_WHAT THE TASK REQUIRES_
Set down each record below precisely, skipping the pictures.

====== DATA SECTION

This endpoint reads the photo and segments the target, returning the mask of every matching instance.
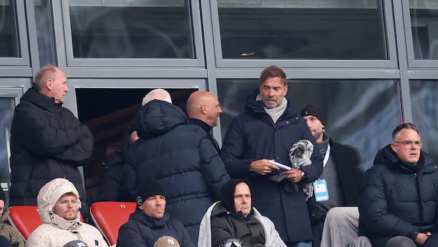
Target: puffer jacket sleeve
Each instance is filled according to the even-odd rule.
[[[384,174],[378,169],[368,169],[364,178],[359,210],[366,228],[386,236],[405,236],[415,239],[416,228],[388,213],[383,181]]]
[[[229,176],[218,152],[206,136],[201,139],[199,150],[201,173],[215,198],[218,199],[220,187],[229,180]]]
[[[81,165],[90,160],[94,148],[94,138],[91,131],[83,124],[81,124],[77,130],[80,134],[78,142],[62,153],[56,154],[56,158],[70,161],[78,165]]]
[[[250,176],[250,165],[254,160],[243,160],[245,140],[241,126],[234,118],[228,126],[224,139],[220,158],[232,178],[245,178]]]
[[[11,130],[15,139],[27,150],[40,156],[53,156],[64,151],[65,146],[72,146],[80,138],[79,132],[74,128],[58,128],[48,126],[40,110],[24,103],[15,109],[14,121],[16,129]],[[72,113],[72,119],[79,122]]]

============

_CORRECT OUTPUT_
This endpoint reads the photo and segments the target, returning the mask of every matching instance.
Target: puffer jacket sleeve
Each instance is filled according to the even-odd rule.
[[[384,174],[378,169],[368,169],[364,178],[359,210],[366,228],[386,236],[405,236],[415,239],[416,228],[388,213],[383,181]]]
[[[229,176],[218,152],[206,136],[201,139],[199,150],[201,173],[215,198],[218,199],[220,187],[229,180]]]
[[[81,165],[90,160],[94,148],[94,138],[91,131],[83,124],[81,124],[77,130],[80,134],[78,142],[62,153],[56,154],[56,158],[70,161],[78,165]]]
[[[250,176],[250,165],[254,160],[243,160],[245,140],[241,126],[234,118],[228,126],[224,139],[220,158],[232,178],[245,178]]]
[[[11,130],[15,139],[27,150],[40,156],[53,156],[64,151],[65,146],[72,146],[80,138],[79,132],[74,128],[58,128],[48,126],[40,110],[24,103],[15,109],[14,121],[16,129]],[[72,113],[72,119],[79,122]]]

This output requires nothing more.